### SET EXERCISE
Reproduce the listing below word for word, keeping every line in its original order.

### MATERIAL SHOWN
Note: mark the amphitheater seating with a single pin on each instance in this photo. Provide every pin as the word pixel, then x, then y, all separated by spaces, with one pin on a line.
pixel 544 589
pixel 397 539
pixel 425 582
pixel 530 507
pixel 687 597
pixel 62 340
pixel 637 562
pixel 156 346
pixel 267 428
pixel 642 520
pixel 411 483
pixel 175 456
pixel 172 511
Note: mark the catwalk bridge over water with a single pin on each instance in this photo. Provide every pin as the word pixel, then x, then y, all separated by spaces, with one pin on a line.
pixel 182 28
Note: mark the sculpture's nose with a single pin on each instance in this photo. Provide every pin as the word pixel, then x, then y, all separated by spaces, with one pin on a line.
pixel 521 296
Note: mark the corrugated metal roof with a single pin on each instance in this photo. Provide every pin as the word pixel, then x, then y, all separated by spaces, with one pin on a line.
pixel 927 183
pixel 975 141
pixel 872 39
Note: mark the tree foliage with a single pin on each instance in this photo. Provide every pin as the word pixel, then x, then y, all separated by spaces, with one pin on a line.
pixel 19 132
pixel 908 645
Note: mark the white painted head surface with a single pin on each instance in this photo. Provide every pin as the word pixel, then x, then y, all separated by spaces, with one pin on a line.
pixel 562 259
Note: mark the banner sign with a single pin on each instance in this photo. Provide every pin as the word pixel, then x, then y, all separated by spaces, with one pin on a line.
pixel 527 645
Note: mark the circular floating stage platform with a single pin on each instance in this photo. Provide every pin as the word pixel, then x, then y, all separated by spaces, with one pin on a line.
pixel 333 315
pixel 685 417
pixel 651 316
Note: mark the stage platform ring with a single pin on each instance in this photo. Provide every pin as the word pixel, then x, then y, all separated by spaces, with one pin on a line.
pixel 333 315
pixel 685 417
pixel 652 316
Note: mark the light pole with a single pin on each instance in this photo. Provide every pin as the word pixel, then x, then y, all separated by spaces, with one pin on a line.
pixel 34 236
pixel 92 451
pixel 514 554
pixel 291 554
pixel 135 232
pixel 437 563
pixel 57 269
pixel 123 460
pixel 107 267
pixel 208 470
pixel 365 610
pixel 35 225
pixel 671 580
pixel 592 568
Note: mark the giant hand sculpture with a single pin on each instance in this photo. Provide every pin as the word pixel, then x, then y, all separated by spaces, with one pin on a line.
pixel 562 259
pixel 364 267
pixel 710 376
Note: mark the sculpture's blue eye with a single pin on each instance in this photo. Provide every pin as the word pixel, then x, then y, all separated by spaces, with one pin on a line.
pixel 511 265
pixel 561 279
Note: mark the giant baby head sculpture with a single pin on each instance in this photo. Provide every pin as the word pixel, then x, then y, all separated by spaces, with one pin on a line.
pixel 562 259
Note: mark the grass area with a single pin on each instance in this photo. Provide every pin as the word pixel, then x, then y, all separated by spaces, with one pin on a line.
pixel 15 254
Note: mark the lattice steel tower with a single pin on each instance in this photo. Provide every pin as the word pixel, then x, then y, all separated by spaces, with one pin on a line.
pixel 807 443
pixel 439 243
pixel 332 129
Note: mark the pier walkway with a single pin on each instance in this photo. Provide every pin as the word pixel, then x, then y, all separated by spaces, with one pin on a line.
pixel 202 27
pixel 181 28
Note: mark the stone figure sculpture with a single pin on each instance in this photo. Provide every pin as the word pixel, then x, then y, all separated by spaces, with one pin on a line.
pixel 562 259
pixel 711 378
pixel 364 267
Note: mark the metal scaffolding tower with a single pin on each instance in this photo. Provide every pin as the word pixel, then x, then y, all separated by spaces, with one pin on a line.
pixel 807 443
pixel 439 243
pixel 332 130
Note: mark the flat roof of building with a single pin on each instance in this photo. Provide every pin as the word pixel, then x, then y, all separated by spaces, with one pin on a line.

### TASK RESULT
Note: mark the amphitheater seating with a single pin on each instance in this photo. Provide every pin as the word pixel, then x, then y, all separated by spaces, with one pin on a line.
pixel 544 589
pixel 397 539
pixel 425 582
pixel 530 507
pixel 687 597
pixel 62 340
pixel 637 562
pixel 156 346
pixel 267 428
pixel 642 520
pixel 411 483
pixel 175 456
pixel 172 511
Note: mark the catwalk bridge over water with a single pin on each instance in this photo. Provide every pin as the word pixel, then x, then y, all separated by spaces, with one pin on a line.
pixel 182 28
Note: mark the sculpture's nose with a single pin on each instance in this photo. Provide every pin as the word pixel, then x, then y, all separated by spaces, with one pin on a line.
pixel 521 296
Note: mark the corrugated metal roof with a single pin on each instance in this photo. Provide every pin as the word pixel, then x, then y, all separated by spaces, with one pin on a line.
pixel 927 183
pixel 975 141
pixel 872 39
Note: mark the tree foliage with a single pin on each instance in this photo. Provide every pin as the word pixel, then x, then y, all separated by spaces, with one pin on a line.
pixel 19 132
pixel 908 645
Note: mark the white painted head surface with a single pin on each instance in this photo. Provide every pin as the word pixel, then x, then y, all separated by spaces, with one pin on a line.
pixel 562 259
Note: mark the banner sign with a single pin on each instance in this photo. Provide every pin as the word pixel, then x, then y, all separated by spaces, with one pin on a line.
pixel 527 645
Note: mark the circular floating stage platform with a single pin on each instance in this photo. Provide every pin as the word pixel, then x, then y, all separated by spaces, with one pin on a line.
pixel 333 315
pixel 685 417
pixel 651 316
Note: mark the stage platform ring with a single pin on each instance in this photo. Provide every pin as the word pixel, then x, then y, all separated by spaces, with one pin on a line.
pixel 333 315
pixel 685 417
pixel 652 316
Note: mark the light pole with a single pin on each instance in this photo. Provide every pin as the word pixel, then x, then y, all separated by spaces, with one pin on a line.
pixel 34 236
pixel 92 451
pixel 514 554
pixel 291 554
pixel 135 232
pixel 437 563
pixel 57 269
pixel 123 460
pixel 107 267
pixel 208 470
pixel 365 610
pixel 35 225
pixel 671 580
pixel 592 568
Note: mark the giant hand sculpture with a single pin on each instance in this photo. Provide every pin as the word pixel, then x, then y, all separated by spaces, with one pin on a line.
pixel 562 259
pixel 364 267
pixel 710 376
Note: mark the sculpture's blue eye with a single pin on each instance in this photo. Provide every pin as the word pixel, then x, then y, all separated by spaces, with one pin on a line.
pixel 511 265
pixel 561 279
Note: mark the giant baby head sculpture with a single pin on each instance in this photo. Provide every pin as the word pixel, then x, then y, all separated by spaces, with one pin on a line.
pixel 562 259
Note: mark the grass area with a single pin on each instance in this photo. Provide every pin as the word pixel, then x, then y, all separated by spaces, with one pin on a line.
pixel 15 254
Note: mark the lattice steel tower with a single pin on each instance in this photo. Provide every pin as the word pixel, then x, then y, all separated by spaces, with one pin on a line.
pixel 807 443
pixel 439 243
pixel 332 129
Note: mark the pier walkway with a single pin on each instance in this photo. Provide every pin as the word pixel, then x, then y, all separated by spaces, with one pin on a line.
pixel 202 27
pixel 181 28
Note: mark the stone figure sculpture with a single pin on each instance in this photo. Provide every pin as the word pixel, then x, then y, all separated by spaces, with one pin on a line.
pixel 562 259
pixel 711 378
pixel 364 267
Note: mark the metal scaffolding tower with a single pin on each instance in this photo. Provide every pin as the word pixel, then x, then y, all separated by spaces, with one pin on a line.
pixel 807 443
pixel 439 243
pixel 332 130
Note: mark the flat roof of building with a single pin on each instance in this photo. Provide every pin as the word pixel, then x, then y, all separated by spaces, with one pin on a line.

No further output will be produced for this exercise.